§ **Description of the task**
For the entries that follow, restate word for word the line containing "153L272 189L304 207L315", the line containing "box: [389, 181, 412, 217]", and every line that lies between them.

§ **Data shown**
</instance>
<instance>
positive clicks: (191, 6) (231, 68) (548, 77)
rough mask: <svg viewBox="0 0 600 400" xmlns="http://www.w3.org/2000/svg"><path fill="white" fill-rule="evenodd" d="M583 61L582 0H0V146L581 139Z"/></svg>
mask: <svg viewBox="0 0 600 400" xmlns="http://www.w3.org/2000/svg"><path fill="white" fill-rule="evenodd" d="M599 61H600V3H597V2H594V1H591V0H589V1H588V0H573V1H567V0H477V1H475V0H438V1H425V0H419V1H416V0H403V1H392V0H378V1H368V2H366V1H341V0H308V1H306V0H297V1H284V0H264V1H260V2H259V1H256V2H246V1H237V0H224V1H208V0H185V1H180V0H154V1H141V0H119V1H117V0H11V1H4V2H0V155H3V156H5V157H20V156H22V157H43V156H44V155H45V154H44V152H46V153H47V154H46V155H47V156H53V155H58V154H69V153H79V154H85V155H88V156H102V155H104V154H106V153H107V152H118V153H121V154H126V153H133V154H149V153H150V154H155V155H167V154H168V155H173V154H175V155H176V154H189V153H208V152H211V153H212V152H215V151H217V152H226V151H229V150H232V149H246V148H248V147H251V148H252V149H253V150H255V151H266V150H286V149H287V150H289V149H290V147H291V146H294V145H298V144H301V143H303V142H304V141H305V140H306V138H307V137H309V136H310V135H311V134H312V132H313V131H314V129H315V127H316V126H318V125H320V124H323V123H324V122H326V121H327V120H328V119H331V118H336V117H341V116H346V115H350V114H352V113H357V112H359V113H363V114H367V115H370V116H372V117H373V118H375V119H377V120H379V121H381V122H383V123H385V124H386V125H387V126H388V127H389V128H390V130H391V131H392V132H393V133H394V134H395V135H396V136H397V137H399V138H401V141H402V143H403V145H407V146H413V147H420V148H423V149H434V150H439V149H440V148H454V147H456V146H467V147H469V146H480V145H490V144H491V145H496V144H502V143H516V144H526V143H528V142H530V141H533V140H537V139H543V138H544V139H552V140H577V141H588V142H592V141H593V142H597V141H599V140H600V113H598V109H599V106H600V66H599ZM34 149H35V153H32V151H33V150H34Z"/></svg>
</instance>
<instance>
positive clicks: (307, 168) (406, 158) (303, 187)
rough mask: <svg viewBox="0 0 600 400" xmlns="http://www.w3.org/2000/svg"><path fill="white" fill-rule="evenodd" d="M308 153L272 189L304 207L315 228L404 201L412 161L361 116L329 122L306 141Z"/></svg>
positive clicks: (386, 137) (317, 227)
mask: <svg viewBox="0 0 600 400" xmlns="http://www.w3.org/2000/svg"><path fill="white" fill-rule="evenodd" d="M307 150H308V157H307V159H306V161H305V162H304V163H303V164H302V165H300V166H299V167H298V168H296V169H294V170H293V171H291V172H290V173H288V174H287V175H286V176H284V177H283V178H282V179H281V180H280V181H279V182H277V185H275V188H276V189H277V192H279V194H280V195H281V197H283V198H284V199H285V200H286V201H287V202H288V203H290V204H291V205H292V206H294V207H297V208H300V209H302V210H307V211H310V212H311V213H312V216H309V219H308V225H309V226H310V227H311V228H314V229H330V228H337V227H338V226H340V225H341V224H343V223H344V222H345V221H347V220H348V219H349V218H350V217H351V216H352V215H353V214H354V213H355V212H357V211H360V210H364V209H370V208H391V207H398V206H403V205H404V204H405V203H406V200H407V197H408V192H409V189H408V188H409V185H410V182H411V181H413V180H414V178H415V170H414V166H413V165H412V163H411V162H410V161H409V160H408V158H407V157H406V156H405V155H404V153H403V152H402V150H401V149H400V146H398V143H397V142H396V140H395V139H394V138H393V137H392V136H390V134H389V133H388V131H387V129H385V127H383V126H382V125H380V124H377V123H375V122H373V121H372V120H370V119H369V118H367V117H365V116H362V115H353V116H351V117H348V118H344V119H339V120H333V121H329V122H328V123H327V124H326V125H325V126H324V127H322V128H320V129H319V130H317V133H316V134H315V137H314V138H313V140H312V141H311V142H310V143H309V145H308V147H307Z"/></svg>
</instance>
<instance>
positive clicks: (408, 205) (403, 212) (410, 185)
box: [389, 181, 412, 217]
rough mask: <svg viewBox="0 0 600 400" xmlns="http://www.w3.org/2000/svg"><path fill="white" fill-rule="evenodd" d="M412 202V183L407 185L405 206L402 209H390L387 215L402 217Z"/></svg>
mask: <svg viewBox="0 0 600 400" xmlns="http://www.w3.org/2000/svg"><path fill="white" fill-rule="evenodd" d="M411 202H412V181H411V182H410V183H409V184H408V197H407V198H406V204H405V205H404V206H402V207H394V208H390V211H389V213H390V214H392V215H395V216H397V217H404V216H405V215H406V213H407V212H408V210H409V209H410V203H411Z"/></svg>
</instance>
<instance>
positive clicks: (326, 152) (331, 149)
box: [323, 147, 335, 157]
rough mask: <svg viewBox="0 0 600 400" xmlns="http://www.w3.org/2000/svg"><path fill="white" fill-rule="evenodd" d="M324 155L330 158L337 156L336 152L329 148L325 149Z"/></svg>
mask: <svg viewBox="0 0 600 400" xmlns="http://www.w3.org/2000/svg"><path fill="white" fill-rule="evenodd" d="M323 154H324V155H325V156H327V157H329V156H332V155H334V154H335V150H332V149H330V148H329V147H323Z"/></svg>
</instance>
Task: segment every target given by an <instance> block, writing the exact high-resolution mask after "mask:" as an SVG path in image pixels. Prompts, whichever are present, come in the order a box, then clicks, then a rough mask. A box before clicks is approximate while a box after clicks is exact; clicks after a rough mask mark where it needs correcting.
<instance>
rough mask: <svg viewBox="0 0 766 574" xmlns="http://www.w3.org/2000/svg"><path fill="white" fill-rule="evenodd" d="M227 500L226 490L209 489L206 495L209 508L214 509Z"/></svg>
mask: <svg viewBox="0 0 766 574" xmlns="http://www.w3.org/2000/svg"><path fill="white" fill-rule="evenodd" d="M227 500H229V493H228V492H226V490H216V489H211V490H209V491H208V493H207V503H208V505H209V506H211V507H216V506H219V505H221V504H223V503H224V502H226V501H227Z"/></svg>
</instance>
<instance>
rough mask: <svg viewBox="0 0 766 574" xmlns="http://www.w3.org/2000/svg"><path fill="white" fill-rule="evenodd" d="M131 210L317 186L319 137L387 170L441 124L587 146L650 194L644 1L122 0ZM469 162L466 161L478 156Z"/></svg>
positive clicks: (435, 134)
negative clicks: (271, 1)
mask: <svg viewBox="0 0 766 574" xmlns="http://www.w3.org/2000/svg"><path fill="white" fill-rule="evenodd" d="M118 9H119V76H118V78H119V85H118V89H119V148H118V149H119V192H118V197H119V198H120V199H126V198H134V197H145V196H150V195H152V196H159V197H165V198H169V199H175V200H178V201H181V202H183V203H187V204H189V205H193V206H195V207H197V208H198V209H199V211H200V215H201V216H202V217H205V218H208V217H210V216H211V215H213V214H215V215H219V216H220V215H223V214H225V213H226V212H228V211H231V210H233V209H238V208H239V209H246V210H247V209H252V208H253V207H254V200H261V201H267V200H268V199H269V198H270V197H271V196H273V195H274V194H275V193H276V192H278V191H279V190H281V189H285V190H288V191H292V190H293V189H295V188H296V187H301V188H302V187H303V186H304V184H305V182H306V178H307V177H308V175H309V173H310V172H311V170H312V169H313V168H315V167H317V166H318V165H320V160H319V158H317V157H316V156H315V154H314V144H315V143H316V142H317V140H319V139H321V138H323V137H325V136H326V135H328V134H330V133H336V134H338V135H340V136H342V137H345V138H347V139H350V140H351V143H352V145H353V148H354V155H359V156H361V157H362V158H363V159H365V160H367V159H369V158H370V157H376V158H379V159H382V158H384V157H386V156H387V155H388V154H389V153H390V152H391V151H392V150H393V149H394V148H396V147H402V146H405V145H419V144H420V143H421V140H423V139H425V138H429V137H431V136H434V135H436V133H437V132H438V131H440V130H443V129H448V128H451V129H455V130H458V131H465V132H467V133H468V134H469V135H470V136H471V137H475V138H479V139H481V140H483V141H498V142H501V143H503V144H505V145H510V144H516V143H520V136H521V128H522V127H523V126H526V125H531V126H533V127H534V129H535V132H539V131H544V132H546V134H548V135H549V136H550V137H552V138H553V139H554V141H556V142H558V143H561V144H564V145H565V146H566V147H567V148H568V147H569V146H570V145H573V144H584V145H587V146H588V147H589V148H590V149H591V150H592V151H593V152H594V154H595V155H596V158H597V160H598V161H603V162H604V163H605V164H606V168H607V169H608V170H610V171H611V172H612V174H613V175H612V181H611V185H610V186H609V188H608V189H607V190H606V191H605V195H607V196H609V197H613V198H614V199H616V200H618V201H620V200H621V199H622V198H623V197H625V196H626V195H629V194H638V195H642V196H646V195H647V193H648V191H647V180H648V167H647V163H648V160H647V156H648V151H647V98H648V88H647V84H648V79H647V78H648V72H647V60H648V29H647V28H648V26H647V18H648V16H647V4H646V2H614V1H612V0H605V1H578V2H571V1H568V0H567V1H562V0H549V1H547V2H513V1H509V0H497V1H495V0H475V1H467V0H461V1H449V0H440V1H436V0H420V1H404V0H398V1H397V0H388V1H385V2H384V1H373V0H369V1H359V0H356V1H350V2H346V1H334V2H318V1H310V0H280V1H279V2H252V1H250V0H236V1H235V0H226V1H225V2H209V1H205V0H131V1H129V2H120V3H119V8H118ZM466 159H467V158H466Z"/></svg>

§ **Exercise response**
rough mask: <svg viewBox="0 0 600 400" xmlns="http://www.w3.org/2000/svg"><path fill="white" fill-rule="evenodd" d="M308 153L272 189L304 207L315 228L404 201L412 161L361 116L329 122L306 141Z"/></svg>
positive clicks: (386, 137) (317, 227)
mask: <svg viewBox="0 0 600 400" xmlns="http://www.w3.org/2000/svg"><path fill="white" fill-rule="evenodd" d="M307 150H308V157H307V159H306V161H305V162H304V163H303V164H302V165H300V166H299V167H298V168H296V169H294V170H293V171H291V172H290V173H288V174H287V175H286V176H284V177H283V178H282V179H281V180H280V181H279V182H277V185H275V188H276V189H277V192H279V194H280V195H281V197H283V198H284V199H285V200H286V201H287V202H288V203H290V204H291V205H292V206H294V207H297V208H300V209H302V210H307V211H310V212H311V213H312V216H309V219H308V225H309V226H310V227H311V228H314V229H330V228H337V227H338V226H340V225H341V224H343V223H344V222H345V221H347V220H348V219H349V218H350V217H351V216H352V215H353V214H354V213H355V212H357V211H360V210H364V209H370V208H391V207H398V206H403V205H404V204H405V203H406V200H407V197H408V192H409V189H408V188H409V185H410V182H411V181H413V180H414V178H415V170H414V166H413V165H412V163H411V162H410V161H409V160H408V158H407V157H406V156H405V155H404V153H403V152H402V150H401V149H400V146H398V143H397V142H396V140H395V139H394V138H393V137H392V136H390V134H389V133H388V131H387V129H385V127H383V126H382V125H380V124H377V123H375V122H373V121H372V120H370V119H369V118H367V117H365V116H362V115H353V116H351V117H348V118H344V119H339V120H333V121H329V122H328V123H327V124H326V125H325V126H324V127H322V128H320V129H319V130H317V133H316V134H315V137H314V138H313V140H312V141H311V142H310V143H309V145H308V147H307Z"/></svg>
</instance>
<instance>
positive clicks: (408, 205) (403, 212) (410, 185)
box: [389, 181, 412, 217]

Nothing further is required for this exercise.